▶ What you need to do:
Answer these from the forum thread about the terrarium vase:
(a) How tall and how wide is the vase?
(b) What does the builder plan to add soon?
(c) On what date did socalqueen post?

--- start Text section ---

Great job.  Nice design and husbandry.


----------



## socalqueen (Jan 26, 2017)

AbraxasComplex said:


> Here is a terrarium vase build over 8 months housing 5 adult Phrynus marginmaculatus. Measures 19" tall and 17" wide. 13W 6500K Phillips CFL. Plant list includes: Anubius nana "petite", Bolbitis heteroclita, Crepidomanes minutum, Davallia parvula, Elaphoglossum peltatum, Pleurothallis calyptrostele, Riccardia sp. Colombia, and Sinningia muscicola "Rio das Pedras". Other unidentified mosses and liverworts were also used.
> 
> Current state after 8 months of growth (January 16, 2017). It's not quite complete and at a point I am happy with it yet, but I will be adding more liverworts and filmy ferns soon.
> 
> ...


Wow! This is absolutely beautiful. You inspired me and gave me some awesome ideas for future terrariums. Where did you find these plants/seeds?


----------



## AbraxasComplex (Jan 26, 2017)

--- end Text section ---
--- start Raw data ---

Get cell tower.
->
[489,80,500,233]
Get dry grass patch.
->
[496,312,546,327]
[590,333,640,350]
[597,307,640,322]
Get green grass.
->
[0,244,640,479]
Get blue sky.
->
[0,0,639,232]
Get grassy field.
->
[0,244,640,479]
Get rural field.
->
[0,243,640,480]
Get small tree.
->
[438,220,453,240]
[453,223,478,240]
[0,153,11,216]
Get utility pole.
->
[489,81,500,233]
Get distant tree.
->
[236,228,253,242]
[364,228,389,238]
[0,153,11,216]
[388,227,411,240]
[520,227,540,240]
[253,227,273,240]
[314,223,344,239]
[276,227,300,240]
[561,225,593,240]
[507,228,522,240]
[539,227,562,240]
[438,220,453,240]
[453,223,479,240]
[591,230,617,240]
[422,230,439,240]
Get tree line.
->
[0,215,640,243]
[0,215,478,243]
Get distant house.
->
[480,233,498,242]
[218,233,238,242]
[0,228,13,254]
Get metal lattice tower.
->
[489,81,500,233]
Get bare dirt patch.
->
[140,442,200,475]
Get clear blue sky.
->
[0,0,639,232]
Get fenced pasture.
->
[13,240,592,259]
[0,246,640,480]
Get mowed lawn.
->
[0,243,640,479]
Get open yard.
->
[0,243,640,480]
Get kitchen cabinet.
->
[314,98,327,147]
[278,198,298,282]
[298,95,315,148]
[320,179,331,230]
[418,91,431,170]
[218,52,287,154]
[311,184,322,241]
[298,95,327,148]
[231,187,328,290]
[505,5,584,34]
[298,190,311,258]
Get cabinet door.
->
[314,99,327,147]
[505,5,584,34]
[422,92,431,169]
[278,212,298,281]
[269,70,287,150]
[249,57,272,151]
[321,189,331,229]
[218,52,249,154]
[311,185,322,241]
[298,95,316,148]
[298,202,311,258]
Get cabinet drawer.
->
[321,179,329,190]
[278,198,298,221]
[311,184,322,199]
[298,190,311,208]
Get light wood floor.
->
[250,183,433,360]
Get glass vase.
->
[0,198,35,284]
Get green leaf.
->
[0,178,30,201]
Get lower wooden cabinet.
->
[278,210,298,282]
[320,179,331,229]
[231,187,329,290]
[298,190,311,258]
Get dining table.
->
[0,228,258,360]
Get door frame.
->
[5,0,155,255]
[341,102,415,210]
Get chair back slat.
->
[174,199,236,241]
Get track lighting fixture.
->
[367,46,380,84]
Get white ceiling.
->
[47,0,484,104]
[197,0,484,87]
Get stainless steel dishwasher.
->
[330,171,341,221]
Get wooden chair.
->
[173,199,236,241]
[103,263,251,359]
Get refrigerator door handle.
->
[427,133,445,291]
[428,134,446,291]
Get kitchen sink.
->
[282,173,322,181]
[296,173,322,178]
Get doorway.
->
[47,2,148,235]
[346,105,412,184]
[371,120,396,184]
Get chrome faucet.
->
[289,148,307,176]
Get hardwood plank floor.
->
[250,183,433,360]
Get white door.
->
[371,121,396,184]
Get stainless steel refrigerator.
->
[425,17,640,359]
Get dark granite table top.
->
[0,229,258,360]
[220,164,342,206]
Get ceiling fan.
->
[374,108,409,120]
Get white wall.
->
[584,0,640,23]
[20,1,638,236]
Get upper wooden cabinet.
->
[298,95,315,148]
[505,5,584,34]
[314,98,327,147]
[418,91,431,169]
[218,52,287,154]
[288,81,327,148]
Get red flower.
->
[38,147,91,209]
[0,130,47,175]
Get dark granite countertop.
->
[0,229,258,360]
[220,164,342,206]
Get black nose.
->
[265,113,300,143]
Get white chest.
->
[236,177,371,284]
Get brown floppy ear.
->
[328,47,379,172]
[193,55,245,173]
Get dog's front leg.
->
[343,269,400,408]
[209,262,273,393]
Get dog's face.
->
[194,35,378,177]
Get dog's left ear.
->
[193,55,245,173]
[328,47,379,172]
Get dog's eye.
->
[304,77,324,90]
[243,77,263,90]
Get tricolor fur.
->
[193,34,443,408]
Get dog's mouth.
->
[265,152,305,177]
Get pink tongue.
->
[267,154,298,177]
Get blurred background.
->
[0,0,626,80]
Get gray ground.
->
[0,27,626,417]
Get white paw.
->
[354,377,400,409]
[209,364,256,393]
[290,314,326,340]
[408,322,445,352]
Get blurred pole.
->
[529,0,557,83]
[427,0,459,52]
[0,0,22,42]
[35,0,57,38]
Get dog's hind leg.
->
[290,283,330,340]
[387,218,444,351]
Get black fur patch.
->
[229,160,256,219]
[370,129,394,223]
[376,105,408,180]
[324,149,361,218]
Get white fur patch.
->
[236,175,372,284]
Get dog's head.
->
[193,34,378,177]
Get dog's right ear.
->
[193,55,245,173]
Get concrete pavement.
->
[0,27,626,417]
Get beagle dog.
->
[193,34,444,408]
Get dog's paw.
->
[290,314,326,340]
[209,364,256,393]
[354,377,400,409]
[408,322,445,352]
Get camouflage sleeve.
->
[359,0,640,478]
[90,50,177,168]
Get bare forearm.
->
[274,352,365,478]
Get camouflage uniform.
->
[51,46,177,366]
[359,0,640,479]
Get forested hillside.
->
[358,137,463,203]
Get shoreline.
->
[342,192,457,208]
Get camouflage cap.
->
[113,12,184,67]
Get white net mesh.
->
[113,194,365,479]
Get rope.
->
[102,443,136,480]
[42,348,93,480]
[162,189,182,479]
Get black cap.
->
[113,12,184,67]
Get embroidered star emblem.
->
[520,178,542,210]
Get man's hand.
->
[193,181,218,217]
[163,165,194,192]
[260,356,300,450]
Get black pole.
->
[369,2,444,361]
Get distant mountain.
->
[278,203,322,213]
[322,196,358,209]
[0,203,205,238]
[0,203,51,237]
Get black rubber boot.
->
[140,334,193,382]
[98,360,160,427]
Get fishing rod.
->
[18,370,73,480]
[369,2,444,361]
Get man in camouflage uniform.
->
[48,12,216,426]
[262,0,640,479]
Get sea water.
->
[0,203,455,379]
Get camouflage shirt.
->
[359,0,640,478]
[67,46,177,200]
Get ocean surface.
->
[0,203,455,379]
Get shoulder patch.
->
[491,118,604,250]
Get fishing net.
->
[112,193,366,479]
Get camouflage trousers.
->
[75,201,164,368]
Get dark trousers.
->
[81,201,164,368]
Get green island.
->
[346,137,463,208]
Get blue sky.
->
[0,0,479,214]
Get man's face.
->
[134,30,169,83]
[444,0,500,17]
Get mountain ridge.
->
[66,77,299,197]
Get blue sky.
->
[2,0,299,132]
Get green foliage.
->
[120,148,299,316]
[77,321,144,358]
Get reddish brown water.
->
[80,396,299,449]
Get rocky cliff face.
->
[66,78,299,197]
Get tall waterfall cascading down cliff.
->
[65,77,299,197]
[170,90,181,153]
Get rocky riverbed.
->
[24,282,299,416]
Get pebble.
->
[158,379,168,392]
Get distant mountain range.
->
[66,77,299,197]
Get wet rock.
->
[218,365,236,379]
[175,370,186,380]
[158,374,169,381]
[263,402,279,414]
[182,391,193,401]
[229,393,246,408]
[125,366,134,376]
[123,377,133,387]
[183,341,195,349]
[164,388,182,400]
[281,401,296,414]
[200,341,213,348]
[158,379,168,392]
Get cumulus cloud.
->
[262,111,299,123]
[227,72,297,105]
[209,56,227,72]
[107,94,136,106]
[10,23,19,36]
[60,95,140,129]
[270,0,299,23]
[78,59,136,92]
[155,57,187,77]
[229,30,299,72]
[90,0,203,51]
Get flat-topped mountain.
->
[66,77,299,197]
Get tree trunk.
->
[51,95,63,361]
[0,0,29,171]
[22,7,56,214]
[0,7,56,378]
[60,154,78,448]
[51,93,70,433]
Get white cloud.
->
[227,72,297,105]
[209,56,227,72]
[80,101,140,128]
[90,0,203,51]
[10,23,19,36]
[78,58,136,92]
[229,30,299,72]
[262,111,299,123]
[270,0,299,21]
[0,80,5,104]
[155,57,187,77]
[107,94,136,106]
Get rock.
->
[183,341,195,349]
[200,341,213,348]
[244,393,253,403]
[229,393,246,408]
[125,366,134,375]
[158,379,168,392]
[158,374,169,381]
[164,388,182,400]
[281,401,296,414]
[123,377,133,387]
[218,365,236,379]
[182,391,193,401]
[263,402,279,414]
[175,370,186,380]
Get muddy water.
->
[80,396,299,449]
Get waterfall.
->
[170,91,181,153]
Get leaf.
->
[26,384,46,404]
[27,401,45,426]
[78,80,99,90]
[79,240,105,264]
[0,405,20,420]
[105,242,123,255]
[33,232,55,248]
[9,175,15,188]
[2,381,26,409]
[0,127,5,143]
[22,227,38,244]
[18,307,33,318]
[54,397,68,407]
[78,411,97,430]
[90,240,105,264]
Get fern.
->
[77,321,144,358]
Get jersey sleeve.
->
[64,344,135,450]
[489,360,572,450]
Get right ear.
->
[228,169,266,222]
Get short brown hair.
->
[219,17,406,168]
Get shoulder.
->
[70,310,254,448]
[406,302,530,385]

--- end Raw data ---

▶ Full solution:
(a) 19" tall and 17" wide
(b) More liverworts and filmy ferns
(c) Jan 26, 2017